● Supplied text
I said to them, "God? why are you making me cry everyday?" (he's been hitting me with so many awesome experiences lately) and praised God, and thanked these people profusely. oh man Our heavenly Father is so so awesome. and another funny note!! afterwards God said " I answered two of your prayers today."
and I was like which other one?
"well, a debt miracle that you asked for last year, and that prayer you prayed when you were 8 yeas old asking for $10,000 =)) !!"
I KID YOU NOT! I didn't even remember that and it was bought back to my mind in an instant and I remembered clearly that I did pray for that when I was 8! It seems God is not only a miracle worker to those who will have absolute faith and will put it in Him, but also a bit of a joker !!!
This is HONEST. THE glory and PRAISE is to my SAVIOR AND GOD. and I can testify God DOES provide miracles! His will, is our righteous desires. Man, I'm on a different plane right now. NEVER deny or minimize the miracles that God promises!
I just wanted to share this to give praise and Glory to God that I can say before Him, It is all HIM, we think we've got good intentions, but man, HIS intentions are so much better! and whoever reads this can say "God, If you done this miracle for one person, can you do a miracle for me too?"
Re: Trying to reconcile...
Posted: March 20th, 2013, 5:38 am
by AussieOi
Nice 1
All praise brother
Re: Trying to reconcile...
Posted: March 20th, 2013, 6:01 am
by Daryl
AGStacker wrote:Daryl, watch this video. The whole video. What this girl says will make you cringe. Don't focus too much on here argument, even though it is important, but what she says about God.

● Raw data
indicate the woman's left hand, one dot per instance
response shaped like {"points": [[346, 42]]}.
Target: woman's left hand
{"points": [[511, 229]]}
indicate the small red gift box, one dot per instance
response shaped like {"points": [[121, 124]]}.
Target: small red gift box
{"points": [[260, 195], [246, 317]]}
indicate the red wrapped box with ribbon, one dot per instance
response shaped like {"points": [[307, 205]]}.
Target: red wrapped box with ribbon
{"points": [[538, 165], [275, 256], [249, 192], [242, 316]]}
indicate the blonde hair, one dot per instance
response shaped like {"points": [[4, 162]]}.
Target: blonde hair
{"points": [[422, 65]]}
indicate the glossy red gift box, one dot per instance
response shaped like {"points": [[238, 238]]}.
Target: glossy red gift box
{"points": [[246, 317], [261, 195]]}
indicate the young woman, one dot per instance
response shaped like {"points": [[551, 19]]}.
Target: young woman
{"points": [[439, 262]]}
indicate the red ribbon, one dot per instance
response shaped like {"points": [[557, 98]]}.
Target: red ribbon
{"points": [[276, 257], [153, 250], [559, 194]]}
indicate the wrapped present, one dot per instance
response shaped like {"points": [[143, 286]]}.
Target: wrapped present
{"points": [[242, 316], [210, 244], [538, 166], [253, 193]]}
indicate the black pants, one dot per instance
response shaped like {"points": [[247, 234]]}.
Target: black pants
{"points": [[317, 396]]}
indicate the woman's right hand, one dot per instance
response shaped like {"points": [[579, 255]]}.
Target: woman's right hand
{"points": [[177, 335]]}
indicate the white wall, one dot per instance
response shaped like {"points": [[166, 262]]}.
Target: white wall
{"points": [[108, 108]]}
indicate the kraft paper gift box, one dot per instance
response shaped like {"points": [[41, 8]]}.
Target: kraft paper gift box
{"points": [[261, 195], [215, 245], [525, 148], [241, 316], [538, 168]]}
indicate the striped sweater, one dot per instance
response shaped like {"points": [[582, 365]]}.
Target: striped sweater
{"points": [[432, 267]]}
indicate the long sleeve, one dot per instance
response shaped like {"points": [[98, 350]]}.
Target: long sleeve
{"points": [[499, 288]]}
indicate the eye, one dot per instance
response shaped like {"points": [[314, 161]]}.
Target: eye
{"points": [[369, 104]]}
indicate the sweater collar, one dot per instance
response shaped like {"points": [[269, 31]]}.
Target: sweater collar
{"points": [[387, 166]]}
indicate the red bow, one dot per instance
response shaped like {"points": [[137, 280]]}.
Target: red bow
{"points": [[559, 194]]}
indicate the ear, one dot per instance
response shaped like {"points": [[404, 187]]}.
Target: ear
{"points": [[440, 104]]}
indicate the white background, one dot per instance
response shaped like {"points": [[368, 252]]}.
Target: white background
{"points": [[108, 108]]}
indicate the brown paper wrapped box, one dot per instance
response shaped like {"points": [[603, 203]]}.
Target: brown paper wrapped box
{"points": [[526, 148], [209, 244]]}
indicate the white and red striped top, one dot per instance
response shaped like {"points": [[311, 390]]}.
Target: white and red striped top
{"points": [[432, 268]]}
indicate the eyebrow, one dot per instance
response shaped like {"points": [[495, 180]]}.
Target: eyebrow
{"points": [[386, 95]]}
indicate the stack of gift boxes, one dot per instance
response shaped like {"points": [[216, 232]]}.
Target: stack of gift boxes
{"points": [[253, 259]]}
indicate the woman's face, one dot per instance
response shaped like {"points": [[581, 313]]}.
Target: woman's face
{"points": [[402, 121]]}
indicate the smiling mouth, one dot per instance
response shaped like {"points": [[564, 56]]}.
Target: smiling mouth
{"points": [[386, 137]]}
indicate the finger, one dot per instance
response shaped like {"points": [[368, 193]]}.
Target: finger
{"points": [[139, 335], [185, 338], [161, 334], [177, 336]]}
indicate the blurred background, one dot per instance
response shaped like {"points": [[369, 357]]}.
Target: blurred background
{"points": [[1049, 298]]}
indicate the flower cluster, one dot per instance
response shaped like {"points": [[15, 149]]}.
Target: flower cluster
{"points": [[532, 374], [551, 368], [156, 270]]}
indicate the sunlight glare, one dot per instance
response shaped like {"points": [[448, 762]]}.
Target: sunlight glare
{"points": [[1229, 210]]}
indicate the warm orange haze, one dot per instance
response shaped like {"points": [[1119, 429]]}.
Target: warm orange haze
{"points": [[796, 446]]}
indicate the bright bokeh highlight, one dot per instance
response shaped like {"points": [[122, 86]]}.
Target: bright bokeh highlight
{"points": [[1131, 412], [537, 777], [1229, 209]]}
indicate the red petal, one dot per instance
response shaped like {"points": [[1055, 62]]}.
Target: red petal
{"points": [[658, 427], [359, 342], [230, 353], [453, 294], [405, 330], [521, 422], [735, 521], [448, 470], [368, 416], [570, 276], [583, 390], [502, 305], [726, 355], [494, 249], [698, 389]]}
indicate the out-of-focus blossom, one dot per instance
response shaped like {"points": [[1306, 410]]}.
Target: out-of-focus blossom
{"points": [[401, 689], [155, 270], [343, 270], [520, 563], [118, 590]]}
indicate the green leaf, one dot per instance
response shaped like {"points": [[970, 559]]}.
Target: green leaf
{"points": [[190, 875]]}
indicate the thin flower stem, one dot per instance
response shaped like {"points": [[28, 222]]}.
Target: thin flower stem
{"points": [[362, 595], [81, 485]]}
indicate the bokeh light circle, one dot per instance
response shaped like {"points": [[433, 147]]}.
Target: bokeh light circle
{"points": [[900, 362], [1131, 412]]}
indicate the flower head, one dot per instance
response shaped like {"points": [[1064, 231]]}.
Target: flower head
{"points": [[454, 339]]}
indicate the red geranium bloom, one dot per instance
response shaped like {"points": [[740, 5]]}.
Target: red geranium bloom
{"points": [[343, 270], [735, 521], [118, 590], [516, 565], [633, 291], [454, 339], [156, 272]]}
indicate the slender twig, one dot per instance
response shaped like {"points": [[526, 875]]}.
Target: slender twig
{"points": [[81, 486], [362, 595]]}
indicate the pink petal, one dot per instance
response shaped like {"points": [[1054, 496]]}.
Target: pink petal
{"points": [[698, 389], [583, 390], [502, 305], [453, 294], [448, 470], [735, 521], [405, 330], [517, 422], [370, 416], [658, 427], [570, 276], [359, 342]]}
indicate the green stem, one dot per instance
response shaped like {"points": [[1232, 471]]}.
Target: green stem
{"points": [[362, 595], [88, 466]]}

● Activity A
In the forum thread, switch "video" to "clip" and write out the passage starting at "Posted: March 20th, 2013, 6:01" and ending at "says about God.".
● Activity B
In the forum thread, how old was the writer when praying for $10,000?

● Task answer A
Posted: March 20th, 2013, 6:01 am
by Daryl
AGStacker wrote:Daryl, watch this clip. The whole clip. What this girl says will make you cringe. Don't focus too much on here argument, even though it is important, but what she says about God.

● Task answer B
8 years old.